▶ _Data under study_:
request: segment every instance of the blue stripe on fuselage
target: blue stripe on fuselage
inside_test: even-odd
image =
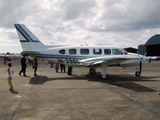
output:
[[[85,58],[93,58],[95,56],[71,56],[71,55],[53,55],[53,54],[40,54],[40,53],[27,53],[27,51],[25,51],[25,55],[28,56],[37,56],[40,58],[70,58],[70,59],[85,59]]]

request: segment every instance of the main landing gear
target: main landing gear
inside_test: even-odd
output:
[[[138,70],[135,72],[135,76],[140,77],[141,76],[141,71],[142,71],[142,62],[139,63],[139,68]],[[96,74],[96,70],[94,68],[90,68],[89,73],[91,75]],[[108,74],[107,74],[107,64],[103,63],[101,66],[101,74],[100,74],[100,78],[105,80],[108,78]]]
[[[106,74],[106,75],[102,75],[102,74],[100,74],[100,78],[101,78],[101,79],[103,79],[103,80],[105,80],[105,79],[107,79],[107,78],[108,78],[108,74]]]
[[[100,78],[105,80],[108,78],[108,74],[107,74],[107,63],[102,63],[101,65],[101,74],[100,74]]]
[[[104,69],[104,68],[103,68]],[[105,68],[106,69],[106,68]],[[100,74],[100,78],[101,79],[107,79],[108,78],[108,74],[106,74],[106,70],[103,70],[104,72],[102,72],[101,74]],[[89,73],[91,74],[91,75],[94,75],[94,74],[96,74],[96,70],[95,70],[95,68],[90,68],[89,69]]]
[[[96,70],[94,68],[90,68],[89,73],[91,75],[96,74]]]

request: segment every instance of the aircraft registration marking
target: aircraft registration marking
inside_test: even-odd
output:
[[[58,58],[57,61],[59,63],[80,64],[79,59],[73,59],[73,58]]]

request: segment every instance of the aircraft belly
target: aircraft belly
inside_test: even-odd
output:
[[[139,60],[128,60],[126,62],[121,62],[121,66],[127,67],[127,66],[139,66]]]

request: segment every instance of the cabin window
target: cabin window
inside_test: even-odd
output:
[[[69,49],[69,54],[76,54],[77,53],[77,51],[76,51],[76,49]]]
[[[63,50],[60,50],[59,53],[65,54],[65,50],[64,50],[64,49],[63,49]]]
[[[80,49],[80,53],[82,55],[88,55],[89,54],[89,49]]]
[[[101,55],[102,54],[102,50],[101,49],[93,49],[93,54],[94,55]]]
[[[123,55],[123,52],[120,49],[112,49],[113,55]]]
[[[105,55],[110,55],[111,54],[111,49],[104,49],[104,54]]]

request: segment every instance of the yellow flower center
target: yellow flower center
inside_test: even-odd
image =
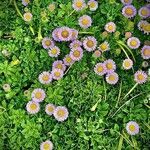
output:
[[[127,15],[133,15],[133,10],[132,10],[132,8],[126,8],[125,13],[126,13]]]
[[[138,80],[144,80],[144,76],[142,74],[137,75]]]
[[[42,98],[42,93],[41,92],[36,92],[35,93],[35,98],[37,98],[37,99]]]
[[[30,2],[30,0],[24,0],[26,3],[29,3]]]
[[[36,105],[35,103],[32,103],[32,104],[30,105],[30,109],[31,109],[31,110],[36,110],[36,109],[37,109],[37,105]]]
[[[130,42],[130,45],[131,46],[136,46],[138,43],[137,43],[137,41],[136,40],[132,40],[131,42]]]
[[[55,4],[50,4],[49,6],[48,6],[48,9],[49,9],[49,11],[54,11],[55,10]]]
[[[104,70],[104,68],[103,68],[102,66],[98,66],[98,67],[97,67],[97,71],[98,71],[98,72],[102,72],[103,70]]]
[[[107,44],[105,44],[105,43],[103,43],[103,44],[101,44],[100,45],[100,49],[102,50],[102,51],[105,51],[105,50],[107,50]]]
[[[145,49],[144,51],[143,51],[143,54],[145,55],[145,56],[150,56],[150,49]]]
[[[91,8],[94,8],[95,6],[96,6],[95,2],[91,2],[91,3],[90,3],[90,7],[91,7]]]
[[[26,14],[24,15],[24,17],[25,17],[25,19],[26,19],[27,21],[30,21],[31,18],[32,18],[32,16],[31,16],[30,13],[26,13]]]
[[[56,77],[60,77],[60,72],[57,71],[57,72],[54,73],[54,75],[55,75]]]
[[[67,30],[62,31],[61,33],[63,38],[67,38],[69,36],[69,32]]]
[[[60,64],[57,64],[57,65],[56,65],[56,68],[62,70],[62,69],[63,69],[63,65],[62,65],[61,63],[60,63]]]
[[[141,14],[142,14],[143,16],[147,16],[147,15],[148,15],[148,10],[147,10],[147,9],[142,9],[142,10],[141,10]]]
[[[112,25],[109,25],[109,26],[108,26],[108,29],[109,29],[109,30],[113,30],[113,26],[112,26]]]
[[[129,2],[129,0],[124,0],[124,2],[125,2],[125,3],[128,3],[128,2]]]
[[[43,75],[42,80],[43,81],[48,81],[49,80],[49,76],[48,75]]]
[[[48,111],[49,111],[49,112],[53,112],[53,111],[54,111],[54,107],[48,106]]]
[[[87,46],[88,46],[89,48],[92,48],[92,47],[94,46],[94,42],[93,42],[92,40],[88,40],[88,41],[87,41]]]
[[[43,150],[49,150],[51,147],[48,143],[44,143]]]
[[[109,80],[110,80],[110,81],[114,81],[115,79],[116,79],[116,78],[115,78],[114,75],[110,75],[110,76],[109,76]]]
[[[66,62],[71,63],[72,59],[70,57],[66,57]]]
[[[143,30],[147,31],[147,32],[150,32],[150,24],[143,25]]]
[[[88,25],[89,24],[89,20],[87,18],[83,18],[82,19],[82,24],[85,25],[85,26]]]
[[[131,132],[134,132],[134,131],[135,131],[135,129],[136,129],[136,128],[135,128],[135,126],[134,126],[134,125],[130,125],[130,126],[129,126],[129,130],[130,130]]]
[[[78,8],[82,8],[83,2],[81,0],[78,0],[75,5]]]
[[[73,52],[73,55],[74,55],[75,57],[79,57],[79,56],[80,56],[80,52],[79,52],[78,50],[75,50],[75,51]]]
[[[107,63],[106,64],[107,69],[113,69],[113,64],[112,63]]]
[[[50,41],[50,40],[46,40],[46,41],[45,41],[45,45],[46,45],[46,46],[50,46],[50,45],[51,45],[51,41]]]
[[[57,49],[53,48],[53,49],[51,50],[51,54],[56,55],[56,54],[57,54]]]
[[[125,62],[124,62],[124,66],[125,66],[125,67],[130,67],[130,66],[131,66],[131,64],[130,64],[130,62],[129,62],[129,61],[125,61]]]
[[[60,110],[57,111],[57,115],[58,115],[59,117],[64,117],[65,111],[62,110],[62,109],[60,109]]]

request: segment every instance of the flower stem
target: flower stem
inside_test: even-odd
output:
[[[93,32],[79,32],[79,34],[94,34]]]
[[[29,26],[29,29],[32,32],[32,34],[35,35],[34,29],[33,29],[33,27],[31,25]]]
[[[106,91],[106,84],[105,84],[105,81],[103,79],[103,86],[104,86],[104,93],[105,93],[105,101],[107,100],[107,91]]]
[[[116,103],[116,107],[118,107],[118,103],[119,103],[119,100],[120,100],[120,97],[121,97],[121,91],[122,91],[122,81],[120,83],[120,89],[119,89],[119,95],[118,95],[118,100],[117,100],[117,103]]]
[[[43,39],[42,34],[41,34],[41,25],[39,26],[39,31],[38,31],[38,41],[40,42]]]
[[[68,15],[70,17],[75,12],[75,9]]]
[[[16,8],[16,11],[17,11],[18,15],[23,19],[23,16],[22,16],[22,14],[21,14],[21,12],[20,12],[18,6],[17,6],[16,0],[14,0],[14,6],[15,6],[15,8]]]

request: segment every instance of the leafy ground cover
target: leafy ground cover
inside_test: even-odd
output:
[[[55,4],[55,8],[49,4]],[[132,4],[139,10],[148,1],[133,0]],[[142,58],[141,48],[150,45],[150,38],[137,27],[141,17],[127,19],[121,13],[123,7],[119,0],[98,1],[96,11],[75,11],[69,0],[33,0],[26,7],[21,1],[0,2],[0,150],[37,150],[46,140],[52,141],[56,150],[150,148],[149,75],[144,84],[134,81],[137,70],[149,74],[149,60]],[[23,19],[25,12],[32,13],[32,21]],[[92,26],[87,29],[78,24],[85,14],[92,18]],[[114,33],[104,29],[110,21],[116,24]],[[57,58],[50,57],[42,46],[44,37],[52,37],[52,31],[63,26],[78,30],[81,41],[87,36],[94,36],[98,45],[108,41],[110,50],[100,57],[84,50],[82,59],[68,67],[62,79],[41,84],[39,74],[51,71],[53,62],[70,52],[68,42],[55,43],[60,48]],[[139,48],[127,46],[126,32],[140,39]],[[131,70],[122,67],[127,57],[134,63]],[[94,72],[94,66],[107,59],[113,59],[117,66],[119,81],[115,85]],[[46,98],[33,115],[26,105],[36,88],[43,89]],[[67,120],[59,122],[47,115],[48,103],[65,106]],[[139,125],[135,136],[126,131],[129,121]]]

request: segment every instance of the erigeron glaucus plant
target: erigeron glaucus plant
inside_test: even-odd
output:
[[[144,132],[142,138],[145,135],[144,128],[149,128],[145,115],[145,108],[149,108],[149,103],[141,105],[140,101],[140,105],[137,105],[139,102],[135,101],[130,105],[135,98],[146,95],[149,89],[147,67],[150,49],[149,44],[144,43],[150,32],[150,23],[146,20],[149,17],[148,4],[137,7],[138,3],[132,0],[64,2],[66,4],[62,1],[49,3],[22,0],[23,6],[18,5],[19,12],[14,0],[22,20],[19,18],[14,21],[18,26],[16,30],[13,27],[12,32],[16,39],[10,40],[10,43],[19,42],[16,44],[19,48],[15,48],[15,44],[12,45],[11,55],[15,55],[12,59],[7,58],[4,64],[0,63],[0,74],[2,72],[7,79],[2,83],[11,85],[8,89],[3,86],[5,92],[0,89],[0,93],[2,98],[3,94],[6,94],[6,99],[15,99],[15,106],[11,106],[11,101],[10,106],[2,102],[0,109],[11,115],[14,108],[25,107],[24,101],[27,99],[27,113],[23,115],[28,120],[19,114],[19,108],[16,111],[17,116],[10,118],[10,122],[13,122],[10,126],[17,127],[25,139],[30,137],[31,143],[21,143],[20,137],[16,137],[18,144],[24,147],[17,145],[16,148],[12,145],[13,148],[8,146],[8,149],[116,149],[116,141],[119,141],[118,149],[124,149],[126,144],[129,144],[129,149],[143,148],[142,142],[140,148],[136,147],[139,143],[134,143],[134,139],[130,141],[124,130],[130,135],[139,133],[139,125],[136,122],[130,121],[126,124],[129,118],[141,121],[144,118],[144,125],[140,123],[143,128],[141,131]],[[47,21],[44,22],[39,14],[43,14]],[[5,37],[5,34],[1,35],[0,32],[0,37]],[[18,49],[20,54],[16,53]],[[16,63],[16,57],[17,60],[20,59],[20,64]],[[3,59],[6,58],[2,56]],[[147,67],[143,67],[144,59],[147,61]],[[21,71],[14,71],[15,67]],[[16,73],[15,78],[11,72]],[[15,83],[16,81],[18,83]],[[143,85],[144,83],[146,84]],[[135,96],[130,95],[137,86]],[[25,92],[19,92],[19,88]],[[124,107],[130,108],[130,115]],[[140,108],[142,113],[139,113]],[[137,112],[134,113],[134,110]],[[117,113],[120,114],[114,121]],[[15,124],[16,120],[19,121]],[[120,121],[122,125],[118,123]],[[28,127],[26,124],[30,122]],[[99,129],[102,131],[99,132]],[[81,131],[85,131],[85,135]],[[91,134],[87,134],[87,131]],[[9,142],[14,144],[12,139],[15,139],[16,133],[12,136],[11,132],[13,130],[6,137],[10,137]],[[115,140],[114,133],[117,134]],[[104,134],[108,135],[107,142],[103,138],[99,140]],[[82,136],[84,138],[81,138]],[[47,139],[52,139],[53,143]],[[7,143],[6,139],[5,141]],[[138,139],[137,141],[139,142]]]

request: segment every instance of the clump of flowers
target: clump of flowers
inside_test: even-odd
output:
[[[49,84],[52,81],[52,75],[48,71],[43,71],[38,79],[41,84]]]
[[[51,4],[48,5],[48,10],[49,10],[50,12],[53,12],[53,11],[55,10],[55,8],[56,8],[55,3],[51,3]]]
[[[68,109],[64,106],[57,106],[54,110],[54,117],[57,121],[63,122],[68,118]]]
[[[104,61],[106,73],[112,73],[116,70],[116,63],[112,59]]]
[[[147,81],[148,75],[142,71],[142,70],[138,70],[135,74],[134,74],[134,80],[136,83],[138,84],[143,84]]]
[[[24,6],[27,6],[30,3],[30,0],[22,0],[22,4]]]
[[[65,71],[66,66],[64,65],[62,60],[56,60],[53,62],[52,69],[60,69],[62,71]]]
[[[135,121],[129,121],[126,124],[126,131],[130,135],[136,135],[139,133],[139,125]]]
[[[33,16],[32,16],[32,14],[30,12],[26,12],[23,15],[24,21],[26,21],[26,22],[30,22],[32,20],[32,17]]]
[[[94,51],[96,46],[97,40],[93,36],[88,36],[83,41],[83,47],[89,52]]]
[[[10,84],[4,84],[3,89],[4,89],[5,92],[9,92],[10,89],[11,89]]]
[[[100,44],[99,45],[99,50],[101,52],[106,52],[106,51],[110,50],[109,43],[107,41],[105,41],[102,44]]]
[[[140,46],[140,40],[137,37],[131,37],[127,40],[127,45],[131,49],[137,49]]]
[[[150,9],[146,6],[143,6],[139,9],[138,14],[141,18],[148,18],[150,16]]]
[[[131,32],[126,32],[125,33],[125,37],[128,39],[128,38],[130,38],[132,36],[132,33]]]
[[[60,80],[63,77],[64,72],[61,69],[53,69],[51,74],[54,80]]]
[[[86,7],[86,3],[84,0],[73,0],[72,7],[76,11],[80,11]]]
[[[89,0],[88,6],[89,6],[90,11],[95,11],[98,8],[98,2],[96,0]]]
[[[144,45],[141,50],[141,55],[143,59],[150,59],[150,46]]]
[[[37,88],[37,89],[33,90],[31,97],[32,97],[33,101],[39,103],[45,99],[46,94],[45,94],[45,91],[43,89]]]
[[[124,5],[130,5],[133,0],[121,0]]]
[[[71,49],[70,57],[73,61],[79,61],[83,57],[83,50],[81,47]]]
[[[100,57],[100,56],[101,56],[101,54],[102,54],[102,52],[101,52],[101,51],[96,50],[96,51],[94,51],[93,56],[94,56],[94,57],[96,57],[96,58],[98,58],[98,57]]]
[[[36,114],[40,110],[40,105],[35,101],[29,101],[26,105],[26,109],[29,114]]]
[[[74,60],[71,58],[71,56],[68,54],[65,56],[65,58],[63,59],[63,62],[66,66],[70,66],[74,63]]]
[[[97,63],[94,67],[94,72],[99,76],[103,76],[106,73],[106,67],[104,63]]]
[[[70,43],[69,47],[70,49],[78,48],[82,46],[82,42],[79,40],[74,40]]]
[[[40,150],[52,150],[53,149],[53,143],[50,140],[46,140],[45,142],[42,142],[40,145]]]
[[[79,18],[79,25],[81,28],[87,29],[92,25],[92,19],[88,15],[83,15]]]
[[[133,18],[136,15],[136,13],[136,8],[133,5],[124,6],[122,9],[122,14],[129,19]]]
[[[114,22],[108,22],[105,25],[105,30],[109,33],[115,32],[116,31],[116,24]]]

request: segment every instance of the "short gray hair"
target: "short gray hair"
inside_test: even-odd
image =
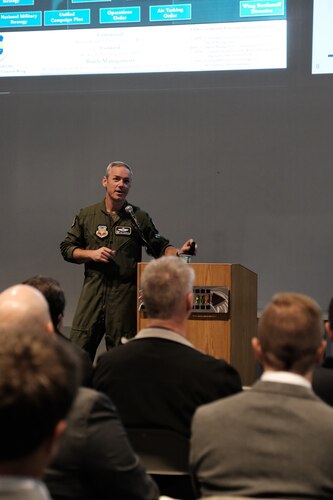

▶ _About this exercise_: Return each line among the entries that holds the word "gear".

▶ _Answer for the task_:
request: segment every instance of the main landing gear
target: main landing gear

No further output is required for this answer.